[Collection entries]
>>
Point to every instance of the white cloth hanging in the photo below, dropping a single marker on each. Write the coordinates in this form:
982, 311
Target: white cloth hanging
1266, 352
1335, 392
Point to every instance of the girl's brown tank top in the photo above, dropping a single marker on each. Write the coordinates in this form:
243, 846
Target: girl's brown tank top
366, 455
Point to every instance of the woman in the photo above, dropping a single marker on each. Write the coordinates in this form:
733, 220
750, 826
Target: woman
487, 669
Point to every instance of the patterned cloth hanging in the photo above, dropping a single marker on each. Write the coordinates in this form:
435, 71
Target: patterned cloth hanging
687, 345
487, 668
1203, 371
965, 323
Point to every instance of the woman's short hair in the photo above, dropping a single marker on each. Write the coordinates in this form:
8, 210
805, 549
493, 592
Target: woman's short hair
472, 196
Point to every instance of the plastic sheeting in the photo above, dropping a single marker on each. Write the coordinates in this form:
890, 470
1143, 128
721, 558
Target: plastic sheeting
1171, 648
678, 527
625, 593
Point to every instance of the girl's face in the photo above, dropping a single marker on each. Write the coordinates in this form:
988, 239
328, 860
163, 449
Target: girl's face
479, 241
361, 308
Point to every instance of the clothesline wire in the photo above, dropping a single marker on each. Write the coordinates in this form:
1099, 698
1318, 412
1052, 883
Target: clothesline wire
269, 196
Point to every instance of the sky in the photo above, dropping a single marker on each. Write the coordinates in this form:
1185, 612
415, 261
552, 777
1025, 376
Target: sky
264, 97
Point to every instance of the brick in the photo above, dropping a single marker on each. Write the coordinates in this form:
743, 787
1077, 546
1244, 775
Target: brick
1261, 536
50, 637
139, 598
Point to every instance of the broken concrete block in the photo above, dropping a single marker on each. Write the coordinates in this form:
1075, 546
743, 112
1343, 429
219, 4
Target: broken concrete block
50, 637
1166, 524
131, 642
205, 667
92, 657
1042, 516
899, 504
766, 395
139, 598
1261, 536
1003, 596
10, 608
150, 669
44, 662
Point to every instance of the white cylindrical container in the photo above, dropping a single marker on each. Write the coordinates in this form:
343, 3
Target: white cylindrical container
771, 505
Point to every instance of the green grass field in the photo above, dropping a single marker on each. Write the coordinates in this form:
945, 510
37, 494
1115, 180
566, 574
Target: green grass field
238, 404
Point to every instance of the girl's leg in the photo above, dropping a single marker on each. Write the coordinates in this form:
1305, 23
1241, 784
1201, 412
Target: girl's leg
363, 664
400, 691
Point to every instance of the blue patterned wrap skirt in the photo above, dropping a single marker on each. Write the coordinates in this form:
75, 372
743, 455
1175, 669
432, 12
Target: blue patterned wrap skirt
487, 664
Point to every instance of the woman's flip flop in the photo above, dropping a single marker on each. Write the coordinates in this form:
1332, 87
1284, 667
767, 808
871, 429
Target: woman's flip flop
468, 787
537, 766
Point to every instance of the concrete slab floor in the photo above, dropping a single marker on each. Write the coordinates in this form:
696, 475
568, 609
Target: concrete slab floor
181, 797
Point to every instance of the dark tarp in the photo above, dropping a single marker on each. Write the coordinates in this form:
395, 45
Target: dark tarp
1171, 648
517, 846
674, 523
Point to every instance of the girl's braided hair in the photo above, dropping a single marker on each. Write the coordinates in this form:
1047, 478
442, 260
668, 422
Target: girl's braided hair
<<
● The problem: Each line holding the string "braided" counts once. Work out the number of such lines in the data and give only that.

● Exercise solution: 2